Kryptozima i regulacyjne chmury nad sektorem cyfrowych tokenów

Kryptowaluty znajdują się w zawieszeniu, czekając na zmianę nastrojów makroekonomicznych, regulacji i decyzji instytucjonalnych, nie wspominając o trwających badaniach nad walutami cyfrowymi banków centralnych jako potencjalnym konkurentem tokenów.

Publikacja: 14.07.2022 21:00

Kryptozima i regulacyjne chmury nad sektorem cyfrowych tokenów

Foto: Bloomberg

Ponad 2 bln USD kapitalizacji wyparowało z rynku kryptowalut w ciągu ostatnich miesięcy. Duża skala przeceny spowodowała, że inwestorzy obawiają się obecnie tzw. kryptozimy.

## Zebrane dane
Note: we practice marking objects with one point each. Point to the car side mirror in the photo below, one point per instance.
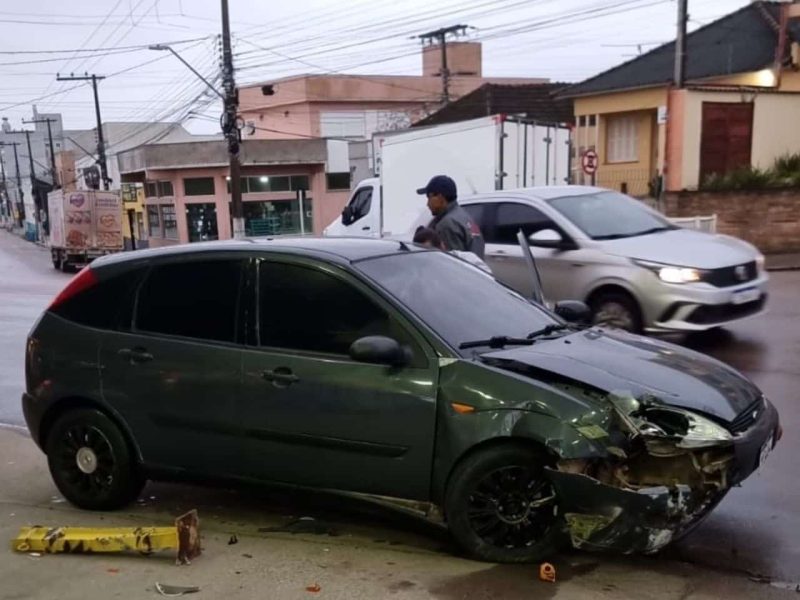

## Co zrobić
1 > Skróć akapit artykułu o kryptowalutach zaczynający się od słów „Ponad 2 bln USD kapitalizacji”, zachowując jego najważniejsze fakty.
2 > Dopisz dalszy ciąg artykułu o kryptowalutach, zaczynając tuż po jego ostatnim zdaniu.
Materiał stanowi odrębną część, niezależną od artykułu o kryptowalutach.

## Wyniki zadań
1 > W ostatnich miesiącach z rynku kryptowalut zniknęło ponad 2 bln USD kapitalizacji, a tak silna przecena sprawiła, że inwestorzy boją się tzw. kryptozimy.

2 >
Nie jest dobrze

Termin odnosi się do gwałtownego załamania, po którym następują spadek obrotów i miesiące zastoju na rynku. Po raz ostatni zjawisko to wystąpiło w 2018 r., kiedy cena bitcoina spadła o ponad 80 proc. ze szczytu z grudnia 2017 r. Wówczas inwestorzy musieli poczekać aż do grudnia 2020 r., aby bitcoin osiągnął nowe maksimum.

W listopadzie cena najpopularniejszej cyfrowej waluty sięgnęła rekordowych ponad 68 tys. USD. Z kolei na początku lipca wyznaczono dołek obecnej bessy poniżej 19 tys. USD. Również w środę, po wysokim odczycie inflacji CPI w USA, która zaważyła na nastrojach inwestorów, notowania bitcoina na krótko zeszły poniżej 19 tys. USD. W czwartek cena oscylowała wokół 20 tys. USD.

70-proc. przecena bitcona od szczytu i jeszcze większa w przypadku mniejszych tokenów przypomina poprzednią kryptozimę. Jednak czynniki, które ją wywołały, były zgoła inne. Wówczas rynek kryptowalut był zalewany przez nowe projekty kryptograficzne, które przyciągały kapitał inwestorów. Zdecydowana większość tych projektów zakończyła się niepowodzeniem, co doprowadziło do krachu.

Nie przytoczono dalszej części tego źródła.